What the exercise asks: The complete listing that follows is to be set down again, exactly as it appears.

Exercise input:

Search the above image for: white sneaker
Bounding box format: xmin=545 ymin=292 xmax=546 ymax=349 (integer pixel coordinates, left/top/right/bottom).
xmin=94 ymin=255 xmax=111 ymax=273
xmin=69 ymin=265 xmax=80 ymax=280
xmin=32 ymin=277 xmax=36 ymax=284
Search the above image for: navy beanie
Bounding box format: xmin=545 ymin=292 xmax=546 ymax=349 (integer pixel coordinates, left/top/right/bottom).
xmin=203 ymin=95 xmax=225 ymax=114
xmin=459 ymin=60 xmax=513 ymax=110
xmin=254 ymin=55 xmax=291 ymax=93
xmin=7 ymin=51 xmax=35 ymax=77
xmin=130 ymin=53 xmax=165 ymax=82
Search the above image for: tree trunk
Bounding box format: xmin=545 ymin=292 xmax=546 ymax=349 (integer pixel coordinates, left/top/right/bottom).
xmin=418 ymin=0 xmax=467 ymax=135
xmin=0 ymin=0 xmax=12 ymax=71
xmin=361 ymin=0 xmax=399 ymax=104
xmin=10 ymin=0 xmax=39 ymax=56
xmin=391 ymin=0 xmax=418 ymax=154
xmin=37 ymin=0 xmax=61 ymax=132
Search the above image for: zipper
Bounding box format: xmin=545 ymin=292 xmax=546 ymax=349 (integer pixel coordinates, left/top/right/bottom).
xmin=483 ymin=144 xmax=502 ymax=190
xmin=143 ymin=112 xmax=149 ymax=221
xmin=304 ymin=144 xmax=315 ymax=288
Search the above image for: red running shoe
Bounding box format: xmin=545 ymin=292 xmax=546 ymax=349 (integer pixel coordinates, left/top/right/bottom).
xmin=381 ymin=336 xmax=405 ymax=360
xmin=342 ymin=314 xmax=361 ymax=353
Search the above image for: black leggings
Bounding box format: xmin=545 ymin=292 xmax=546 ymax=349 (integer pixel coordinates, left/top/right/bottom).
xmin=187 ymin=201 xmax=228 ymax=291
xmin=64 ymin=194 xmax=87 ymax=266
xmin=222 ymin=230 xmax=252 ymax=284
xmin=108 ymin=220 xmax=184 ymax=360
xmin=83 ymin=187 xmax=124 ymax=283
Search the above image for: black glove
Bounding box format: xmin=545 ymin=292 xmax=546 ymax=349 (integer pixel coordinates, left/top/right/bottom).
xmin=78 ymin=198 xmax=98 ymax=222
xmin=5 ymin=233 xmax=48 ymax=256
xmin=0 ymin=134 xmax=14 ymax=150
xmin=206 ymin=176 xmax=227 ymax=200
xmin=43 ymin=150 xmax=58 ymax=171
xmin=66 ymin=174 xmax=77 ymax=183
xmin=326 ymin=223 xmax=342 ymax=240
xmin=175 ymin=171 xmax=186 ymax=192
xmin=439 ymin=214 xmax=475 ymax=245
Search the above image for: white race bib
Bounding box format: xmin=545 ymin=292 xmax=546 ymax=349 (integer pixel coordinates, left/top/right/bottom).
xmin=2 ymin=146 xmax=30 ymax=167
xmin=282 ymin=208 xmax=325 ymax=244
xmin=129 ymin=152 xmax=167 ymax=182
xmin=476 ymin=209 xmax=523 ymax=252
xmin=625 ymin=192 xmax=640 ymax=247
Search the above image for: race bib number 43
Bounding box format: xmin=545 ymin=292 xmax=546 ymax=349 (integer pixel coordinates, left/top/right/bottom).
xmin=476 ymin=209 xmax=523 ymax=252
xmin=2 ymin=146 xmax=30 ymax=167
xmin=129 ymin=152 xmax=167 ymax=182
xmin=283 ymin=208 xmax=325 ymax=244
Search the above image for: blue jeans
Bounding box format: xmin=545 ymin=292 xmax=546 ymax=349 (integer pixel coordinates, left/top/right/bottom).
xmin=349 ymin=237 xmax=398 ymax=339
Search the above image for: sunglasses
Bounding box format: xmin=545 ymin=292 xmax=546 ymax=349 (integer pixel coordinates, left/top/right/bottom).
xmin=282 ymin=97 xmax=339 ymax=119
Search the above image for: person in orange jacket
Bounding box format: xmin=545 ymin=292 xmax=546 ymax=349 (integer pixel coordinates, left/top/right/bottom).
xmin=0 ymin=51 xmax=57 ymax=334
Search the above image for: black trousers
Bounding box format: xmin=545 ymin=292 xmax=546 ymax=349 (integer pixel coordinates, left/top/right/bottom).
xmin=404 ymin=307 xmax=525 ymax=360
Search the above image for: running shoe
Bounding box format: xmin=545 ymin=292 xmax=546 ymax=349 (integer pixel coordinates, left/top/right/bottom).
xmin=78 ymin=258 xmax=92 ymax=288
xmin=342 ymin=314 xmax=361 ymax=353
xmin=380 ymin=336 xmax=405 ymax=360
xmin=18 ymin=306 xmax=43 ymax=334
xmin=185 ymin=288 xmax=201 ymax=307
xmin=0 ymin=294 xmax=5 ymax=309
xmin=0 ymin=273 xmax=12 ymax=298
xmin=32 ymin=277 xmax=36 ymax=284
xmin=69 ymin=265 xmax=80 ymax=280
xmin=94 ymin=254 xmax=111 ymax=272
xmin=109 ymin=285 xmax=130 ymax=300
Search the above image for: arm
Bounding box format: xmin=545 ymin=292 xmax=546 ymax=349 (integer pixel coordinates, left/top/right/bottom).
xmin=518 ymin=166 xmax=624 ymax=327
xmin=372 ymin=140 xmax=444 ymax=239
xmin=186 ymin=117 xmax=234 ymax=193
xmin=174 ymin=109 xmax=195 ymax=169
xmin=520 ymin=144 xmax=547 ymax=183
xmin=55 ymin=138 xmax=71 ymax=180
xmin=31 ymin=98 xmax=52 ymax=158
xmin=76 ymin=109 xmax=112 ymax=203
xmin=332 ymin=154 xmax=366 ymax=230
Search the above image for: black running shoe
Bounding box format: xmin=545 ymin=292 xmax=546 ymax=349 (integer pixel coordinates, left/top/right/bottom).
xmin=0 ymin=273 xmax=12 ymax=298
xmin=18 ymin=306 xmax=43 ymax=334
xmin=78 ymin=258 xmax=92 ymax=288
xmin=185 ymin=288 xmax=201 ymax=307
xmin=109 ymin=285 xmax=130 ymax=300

Response for this exercise:
Search the above image for: white sneaker
Bounding box format: xmin=545 ymin=292 xmax=546 ymax=349 (integer pixel coordinates, left/top/right/bottom).
xmin=94 ymin=255 xmax=111 ymax=273
xmin=69 ymin=265 xmax=80 ymax=280
xmin=32 ymin=277 xmax=36 ymax=284
Search the above image for: navy beanie
Bounding box format: xmin=545 ymin=292 xmax=546 ymax=349 (integer pixel coordinates, left/top/right/bottom).
xmin=203 ymin=95 xmax=225 ymax=114
xmin=459 ymin=60 xmax=513 ymax=110
xmin=254 ymin=55 xmax=291 ymax=93
xmin=7 ymin=51 xmax=35 ymax=77
xmin=130 ymin=53 xmax=165 ymax=82
Search the above image for: tree trunk
Bounding box format: xmin=545 ymin=292 xmax=546 ymax=349 (integer pixel coordinates, left/top/right/bottom).
xmin=418 ymin=0 xmax=467 ymax=135
xmin=0 ymin=0 xmax=12 ymax=71
xmin=361 ymin=0 xmax=399 ymax=104
xmin=10 ymin=0 xmax=39 ymax=56
xmin=391 ymin=0 xmax=418 ymax=154
xmin=37 ymin=0 xmax=61 ymax=132
Search the above image for: zipper
Bounding box format: xmin=545 ymin=292 xmax=546 ymax=349 (integer pixel coordinates, left/top/right/bottom).
xmin=483 ymin=144 xmax=502 ymax=190
xmin=143 ymin=112 xmax=149 ymax=221
xmin=304 ymin=144 xmax=315 ymax=288
Search the above image for: red running shoe
Bounding box format: xmin=545 ymin=292 xmax=546 ymax=349 (integer pixel coordinates, left/top/right/bottom).
xmin=381 ymin=336 xmax=405 ymax=360
xmin=342 ymin=314 xmax=361 ymax=353
Search the above image for: black leggings
Bounding box format: xmin=545 ymin=292 xmax=546 ymax=349 (integer pixel coordinates, left/top/right/bottom).
xmin=187 ymin=201 xmax=228 ymax=291
xmin=64 ymin=194 xmax=87 ymax=266
xmin=222 ymin=230 xmax=252 ymax=284
xmin=108 ymin=220 xmax=184 ymax=360
xmin=83 ymin=187 xmax=124 ymax=283
Search the above image for: black glove
Bounding box format: xmin=545 ymin=292 xmax=546 ymax=349 (integer pixel coordinates, left/top/right/bottom).
xmin=78 ymin=198 xmax=98 ymax=222
xmin=5 ymin=233 xmax=48 ymax=256
xmin=0 ymin=134 xmax=14 ymax=150
xmin=206 ymin=176 xmax=227 ymax=200
xmin=43 ymin=150 xmax=58 ymax=171
xmin=66 ymin=174 xmax=77 ymax=183
xmin=326 ymin=223 xmax=342 ymax=240
xmin=175 ymin=171 xmax=186 ymax=192
xmin=439 ymin=214 xmax=475 ymax=245
Search the above image for: white race bib
Bounding box format: xmin=545 ymin=292 xmax=546 ymax=349 (integer pixel coordinates, left/top/right/bottom).
xmin=2 ymin=146 xmax=30 ymax=167
xmin=282 ymin=208 xmax=325 ymax=244
xmin=129 ymin=152 xmax=167 ymax=182
xmin=476 ymin=209 xmax=523 ymax=252
xmin=625 ymin=192 xmax=640 ymax=247
Search the above image for: race bib number 43
Bounding box format: xmin=545 ymin=292 xmax=546 ymax=349 (integer pixel coordinates, left/top/right/bottom).
xmin=476 ymin=209 xmax=523 ymax=252
xmin=2 ymin=146 xmax=30 ymax=167
xmin=129 ymin=152 xmax=167 ymax=182
xmin=283 ymin=208 xmax=325 ymax=244
Search the above image for: blue jeans
Bounding box format: xmin=545 ymin=292 xmax=546 ymax=349 (integer pixel coordinates, left/top/right/bottom).
xmin=349 ymin=237 xmax=398 ymax=339
Search the above image for: sunglasses
Bounding box format: xmin=545 ymin=292 xmax=546 ymax=349 (integer pixel coordinates, left/top/right/bottom).
xmin=282 ymin=97 xmax=339 ymax=119
Search the above image for: person in orange jacket
Bounding box format: xmin=545 ymin=292 xmax=546 ymax=349 (integer pixel coordinates, left/top/right/bottom).
xmin=0 ymin=51 xmax=57 ymax=334
Search the above image for: black trousers
Bounding box format: xmin=545 ymin=292 xmax=546 ymax=349 (integer pixel coordinates, left/top/right/bottom).
xmin=404 ymin=307 xmax=525 ymax=360
Search the above image for: running shoe
Bounding box format: xmin=545 ymin=292 xmax=546 ymax=349 (integer pixel coordinates, left/top/right/bottom).
xmin=78 ymin=258 xmax=92 ymax=288
xmin=342 ymin=314 xmax=361 ymax=353
xmin=380 ymin=336 xmax=405 ymax=360
xmin=18 ymin=306 xmax=43 ymax=334
xmin=185 ymin=288 xmax=201 ymax=307
xmin=0 ymin=294 xmax=5 ymax=309
xmin=0 ymin=273 xmax=12 ymax=298
xmin=32 ymin=277 xmax=36 ymax=284
xmin=69 ymin=265 xmax=80 ymax=280
xmin=94 ymin=254 xmax=111 ymax=272
xmin=109 ymin=285 xmax=130 ymax=300
Search the above image for: arm
Bounding box format: xmin=545 ymin=292 xmax=546 ymax=349 (integer pixel coordinates, left/top/right/bottom).
xmin=518 ymin=166 xmax=624 ymax=327
xmin=372 ymin=140 xmax=444 ymax=239
xmin=186 ymin=117 xmax=234 ymax=193
xmin=174 ymin=109 xmax=195 ymax=169
xmin=520 ymin=144 xmax=547 ymax=183
xmin=55 ymin=138 xmax=71 ymax=180
xmin=31 ymin=98 xmax=52 ymax=158
xmin=76 ymin=109 xmax=112 ymax=203
xmin=332 ymin=154 xmax=366 ymax=230
Search the above image for: black running shoe
Bounding box format: xmin=545 ymin=292 xmax=546 ymax=349 (integer pixel coordinates, left/top/right/bottom).
xmin=0 ymin=273 xmax=12 ymax=298
xmin=18 ymin=306 xmax=43 ymax=334
xmin=78 ymin=258 xmax=92 ymax=288
xmin=185 ymin=288 xmax=201 ymax=307
xmin=109 ymin=285 xmax=130 ymax=300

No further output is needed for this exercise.